Which lines contain the string "target"? Pull out each one and copy it in full.

** start Raw data **

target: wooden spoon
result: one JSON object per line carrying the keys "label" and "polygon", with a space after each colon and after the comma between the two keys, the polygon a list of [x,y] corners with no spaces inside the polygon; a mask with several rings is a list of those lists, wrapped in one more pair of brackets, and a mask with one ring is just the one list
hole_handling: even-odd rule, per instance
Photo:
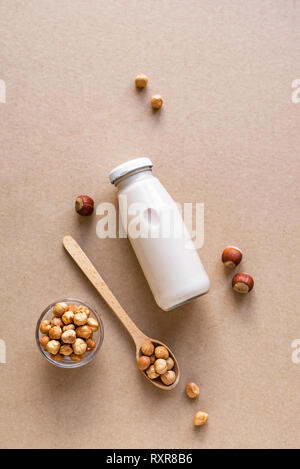
{"label": "wooden spoon", "polygon": [[130,319],[126,311],[122,308],[116,297],[113,295],[113,293],[110,291],[100,274],[97,272],[89,258],[86,256],[86,254],[83,252],[79,244],[75,241],[75,239],[72,238],[72,236],[65,236],[63,239],[63,245],[65,249],[68,251],[70,256],[74,259],[76,264],[80,267],[82,272],[87,276],[89,281],[94,285],[96,290],[100,293],[102,298],[106,301],[108,306],[112,309],[112,311],[115,313],[117,318],[121,321],[125,329],[127,329],[127,332],[133,339],[135,346],[136,346],[136,359],[138,359],[142,353],[141,353],[141,346],[143,345],[144,342],[151,341],[153,342],[154,346],[156,345],[163,345],[166,347],[169,351],[170,357],[173,358],[174,360],[174,372],[176,374],[176,380],[171,386],[166,386],[165,384],[162,383],[162,381],[157,378],[156,380],[150,379],[146,372],[141,371],[141,373],[145,376],[145,378],[150,381],[154,386],[157,386],[160,389],[164,389],[165,391],[170,391],[171,389],[174,389],[175,386],[177,386],[179,377],[180,377],[180,372],[179,372],[179,366],[178,362],[176,360],[175,355],[172,353],[172,351],[169,349],[169,347],[166,346],[163,342],[160,342],[157,339],[151,339],[150,337],[147,337]]}

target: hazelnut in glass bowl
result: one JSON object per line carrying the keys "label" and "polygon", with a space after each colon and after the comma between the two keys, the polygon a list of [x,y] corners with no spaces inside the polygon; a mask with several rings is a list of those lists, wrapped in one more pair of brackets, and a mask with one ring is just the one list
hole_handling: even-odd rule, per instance
{"label": "hazelnut in glass bowl", "polygon": [[60,368],[91,362],[103,342],[103,323],[95,309],[82,300],[64,298],[42,312],[35,331],[41,354]]}

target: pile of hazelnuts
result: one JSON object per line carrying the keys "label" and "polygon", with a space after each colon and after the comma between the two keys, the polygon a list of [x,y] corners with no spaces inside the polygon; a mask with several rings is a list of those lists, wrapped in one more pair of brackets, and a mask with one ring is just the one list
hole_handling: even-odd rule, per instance
{"label": "pile of hazelnuts", "polygon": [[141,354],[137,359],[137,366],[147,374],[148,378],[160,378],[166,386],[171,386],[175,382],[176,373],[173,370],[175,363],[166,347],[163,345],[155,347],[149,340],[142,345]]}
{"label": "pile of hazelnuts", "polygon": [[90,316],[87,306],[56,303],[52,309],[51,321],[44,319],[40,324],[42,348],[58,362],[69,357],[80,362],[86,352],[96,347],[93,333],[99,329],[99,322]]}
{"label": "pile of hazelnuts", "polygon": [[[235,246],[227,246],[222,253],[222,262],[228,269],[235,269],[243,258],[242,251]],[[232,288],[237,293],[249,293],[254,287],[254,280],[250,274],[239,272],[232,279]]]}

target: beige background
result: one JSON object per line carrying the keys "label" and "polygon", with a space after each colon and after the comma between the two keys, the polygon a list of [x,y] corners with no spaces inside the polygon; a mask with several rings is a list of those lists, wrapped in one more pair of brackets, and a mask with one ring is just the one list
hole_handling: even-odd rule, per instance
{"label": "beige background", "polygon": [[[296,0],[1,1],[2,448],[299,447],[299,24]],[[211,291],[169,313],[129,242],[99,240],[99,216],[73,209],[80,193],[116,202],[108,172],[141,155],[176,200],[205,203]],[[63,251],[67,233],[141,329],[174,348],[176,390],[140,376],[125,330]],[[255,278],[247,297],[220,262],[228,243]],[[105,327],[97,360],[74,371],[34,342],[63,296],[91,302]],[[200,408],[210,421],[195,429]]]}

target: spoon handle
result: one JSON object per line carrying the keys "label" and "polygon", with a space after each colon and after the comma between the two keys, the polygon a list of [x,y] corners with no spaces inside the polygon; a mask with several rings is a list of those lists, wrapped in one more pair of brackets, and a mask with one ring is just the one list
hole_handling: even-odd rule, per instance
{"label": "spoon handle", "polygon": [[143,334],[143,332],[135,325],[132,319],[130,319],[79,244],[74,238],[72,238],[72,236],[65,236],[63,239],[63,245],[92,285],[94,285],[98,293],[100,293],[102,298],[106,301],[108,306],[110,306],[123,326],[127,329],[136,346],[140,347],[147,339],[147,336],[145,336],[145,334]]}

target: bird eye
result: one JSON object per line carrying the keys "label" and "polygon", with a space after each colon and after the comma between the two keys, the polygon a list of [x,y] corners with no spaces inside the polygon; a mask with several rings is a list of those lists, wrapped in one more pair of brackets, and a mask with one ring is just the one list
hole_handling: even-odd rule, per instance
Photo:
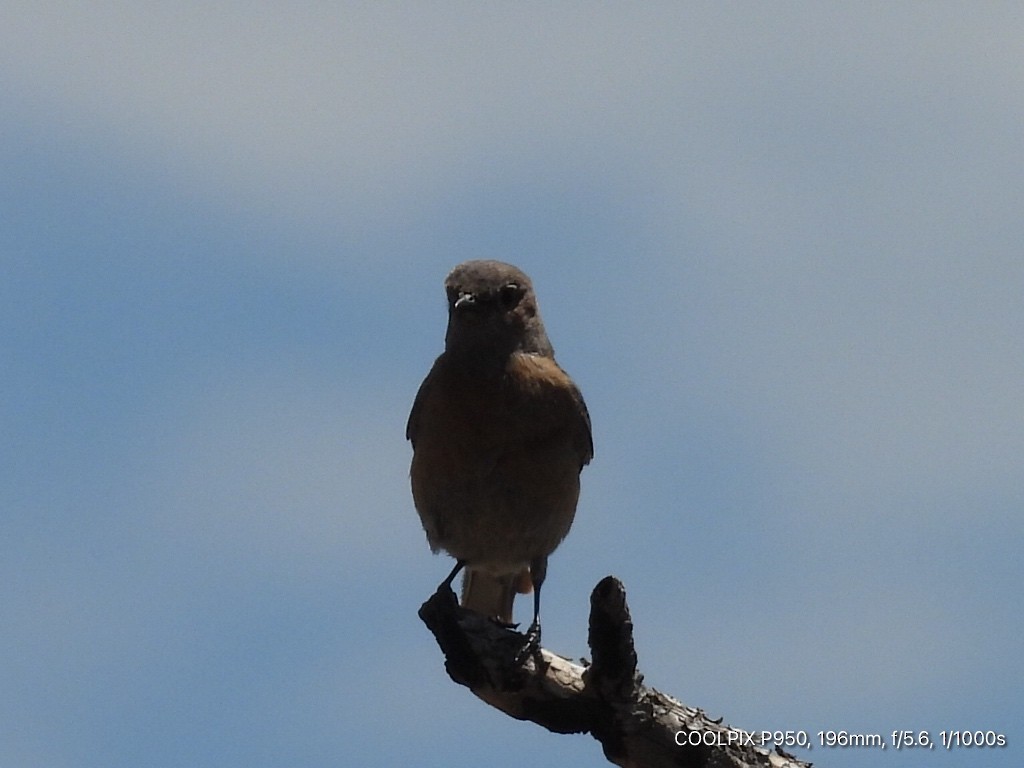
{"label": "bird eye", "polygon": [[509,283],[508,285],[502,286],[499,298],[502,301],[502,305],[506,309],[511,309],[519,303],[519,299],[522,298],[522,288],[518,284]]}

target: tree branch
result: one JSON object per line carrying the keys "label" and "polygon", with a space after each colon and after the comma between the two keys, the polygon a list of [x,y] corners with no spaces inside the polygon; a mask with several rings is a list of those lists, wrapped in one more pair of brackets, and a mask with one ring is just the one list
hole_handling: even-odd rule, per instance
{"label": "tree branch", "polygon": [[438,588],[420,618],[444,654],[456,683],[517,720],[555,733],[590,733],[624,768],[806,768],[756,734],[711,720],[701,710],[644,686],[637,672],[633,622],[622,583],[606,577],[590,598],[593,663],[573,664],[540,649],[516,665],[521,634],[459,605]]}

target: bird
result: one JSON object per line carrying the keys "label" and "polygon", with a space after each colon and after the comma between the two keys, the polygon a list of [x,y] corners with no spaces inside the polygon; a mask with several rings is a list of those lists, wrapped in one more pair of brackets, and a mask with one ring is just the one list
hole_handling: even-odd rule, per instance
{"label": "bird", "polygon": [[515,596],[532,590],[522,658],[540,647],[548,556],[572,525],[580,474],[594,456],[590,414],[555,361],[521,269],[466,261],[444,289],[444,351],[406,428],[413,502],[430,549],[456,559],[440,587],[465,569],[464,607],[516,627]]}

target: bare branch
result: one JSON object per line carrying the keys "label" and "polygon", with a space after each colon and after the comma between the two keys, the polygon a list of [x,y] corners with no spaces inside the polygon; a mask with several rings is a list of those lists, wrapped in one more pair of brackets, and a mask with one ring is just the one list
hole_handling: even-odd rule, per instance
{"label": "bare branch", "polygon": [[593,663],[581,666],[543,648],[516,665],[523,636],[459,606],[438,589],[420,618],[444,654],[449,676],[518,720],[555,733],[590,733],[605,757],[624,768],[806,768],[781,750],[769,751],[750,731],[711,720],[644,686],[637,672],[633,622],[622,583],[607,577],[591,594]]}

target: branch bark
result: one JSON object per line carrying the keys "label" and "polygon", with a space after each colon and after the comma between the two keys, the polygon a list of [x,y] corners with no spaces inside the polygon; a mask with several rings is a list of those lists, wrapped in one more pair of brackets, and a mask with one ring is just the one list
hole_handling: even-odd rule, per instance
{"label": "branch bark", "polygon": [[581,666],[540,649],[516,665],[523,636],[459,605],[439,588],[420,607],[449,677],[517,720],[555,733],[590,733],[609,762],[624,768],[807,768],[751,731],[643,685],[637,672],[626,590],[606,577],[591,594],[593,662]]}

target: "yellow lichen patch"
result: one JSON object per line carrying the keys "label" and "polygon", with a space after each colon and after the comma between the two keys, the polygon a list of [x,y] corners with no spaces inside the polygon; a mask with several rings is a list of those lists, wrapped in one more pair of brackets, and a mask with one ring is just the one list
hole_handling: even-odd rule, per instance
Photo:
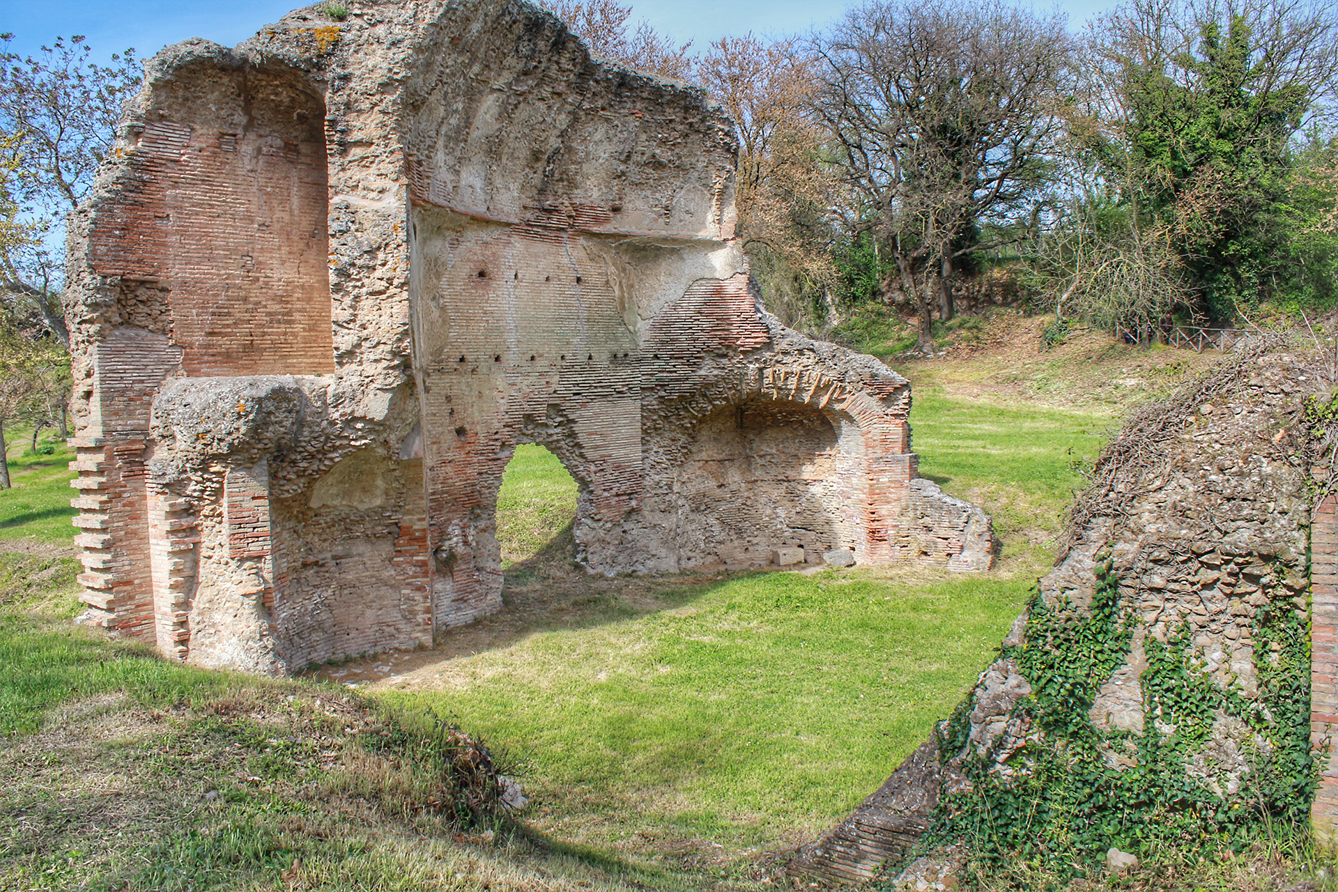
{"label": "yellow lichen patch", "polygon": [[306,33],[316,39],[317,52],[329,52],[330,47],[339,43],[340,27],[324,25],[321,28],[305,28]]}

** end Raw data **

■ Output of the task:
target: wooden spoon
target: hazelnut in glass bowl
target: pile of hazelnuts
target: beige background
target: spoon handle
target: bird eye
target: tree branch
target: bird
target: bare branch
target: branch bark
target: "yellow lichen patch"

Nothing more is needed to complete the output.